* [Input records]:
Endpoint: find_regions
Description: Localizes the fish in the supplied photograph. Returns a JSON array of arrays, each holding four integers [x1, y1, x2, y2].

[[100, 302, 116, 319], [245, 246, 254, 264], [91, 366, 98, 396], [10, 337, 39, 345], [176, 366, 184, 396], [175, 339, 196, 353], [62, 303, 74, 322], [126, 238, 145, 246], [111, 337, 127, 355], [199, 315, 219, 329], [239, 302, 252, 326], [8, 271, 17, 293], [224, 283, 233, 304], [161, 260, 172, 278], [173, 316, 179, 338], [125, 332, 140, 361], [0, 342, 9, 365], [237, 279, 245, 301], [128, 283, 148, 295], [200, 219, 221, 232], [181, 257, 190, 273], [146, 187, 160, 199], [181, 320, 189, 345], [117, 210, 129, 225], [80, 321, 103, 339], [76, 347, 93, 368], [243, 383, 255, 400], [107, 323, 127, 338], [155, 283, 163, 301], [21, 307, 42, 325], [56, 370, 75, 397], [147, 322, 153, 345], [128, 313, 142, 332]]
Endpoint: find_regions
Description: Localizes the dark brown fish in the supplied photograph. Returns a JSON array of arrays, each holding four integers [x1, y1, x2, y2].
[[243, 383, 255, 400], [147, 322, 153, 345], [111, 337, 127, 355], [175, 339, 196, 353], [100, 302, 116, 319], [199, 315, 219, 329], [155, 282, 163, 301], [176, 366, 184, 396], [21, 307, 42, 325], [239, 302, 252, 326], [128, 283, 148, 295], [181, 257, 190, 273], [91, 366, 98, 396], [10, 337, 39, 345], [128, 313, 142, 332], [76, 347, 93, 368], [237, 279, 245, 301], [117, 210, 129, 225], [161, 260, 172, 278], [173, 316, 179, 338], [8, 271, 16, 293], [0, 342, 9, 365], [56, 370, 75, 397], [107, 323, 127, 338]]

* [Task to complete]: All entries are to be reproduced verbatim, with none omitted.

* [Answer area]:
Endpoint: find_regions
Description: Localizes the fish in the supplied photograph. Returns a JSON array of arrays, each holding four integers [x1, y1, x2, y2].

[[100, 302, 116, 319], [245, 246, 254, 264], [91, 366, 98, 396], [10, 337, 39, 345], [176, 366, 184, 396], [175, 339, 196, 353], [62, 303, 74, 322], [126, 238, 145, 246], [111, 337, 127, 355], [199, 315, 219, 329], [239, 302, 252, 326], [8, 271, 17, 293], [224, 283, 233, 304], [161, 260, 172, 278], [173, 316, 179, 338], [125, 332, 140, 361], [0, 342, 9, 365], [237, 279, 245, 301], [128, 283, 148, 295], [200, 219, 221, 232], [181, 257, 190, 273], [146, 187, 160, 199], [181, 320, 189, 345], [117, 210, 129, 225], [80, 321, 103, 339], [76, 347, 93, 368], [243, 383, 255, 400], [107, 323, 127, 338], [155, 283, 163, 301], [21, 307, 42, 325], [56, 370, 75, 397], [147, 322, 153, 345], [128, 313, 142, 332]]
Endpoint: find_regions
Description: Localizes the dark brown fish in the supplied photograph. Returns a JSON array of arrays, each holding four integers [x1, y1, x2, y2].
[[243, 383, 255, 400], [147, 322, 153, 345], [111, 337, 127, 355], [175, 339, 196, 353], [100, 302, 116, 319], [199, 315, 219, 329], [155, 282, 163, 301], [176, 366, 184, 396], [21, 307, 42, 325], [239, 302, 252, 326], [128, 283, 148, 295], [181, 257, 190, 273], [91, 366, 98, 396], [10, 337, 39, 345], [128, 313, 142, 332], [76, 347, 93, 368], [237, 279, 245, 301], [117, 210, 129, 225], [161, 260, 172, 278], [173, 316, 179, 338], [8, 271, 16, 293], [0, 342, 9, 365], [56, 370, 75, 397], [107, 323, 127, 338]]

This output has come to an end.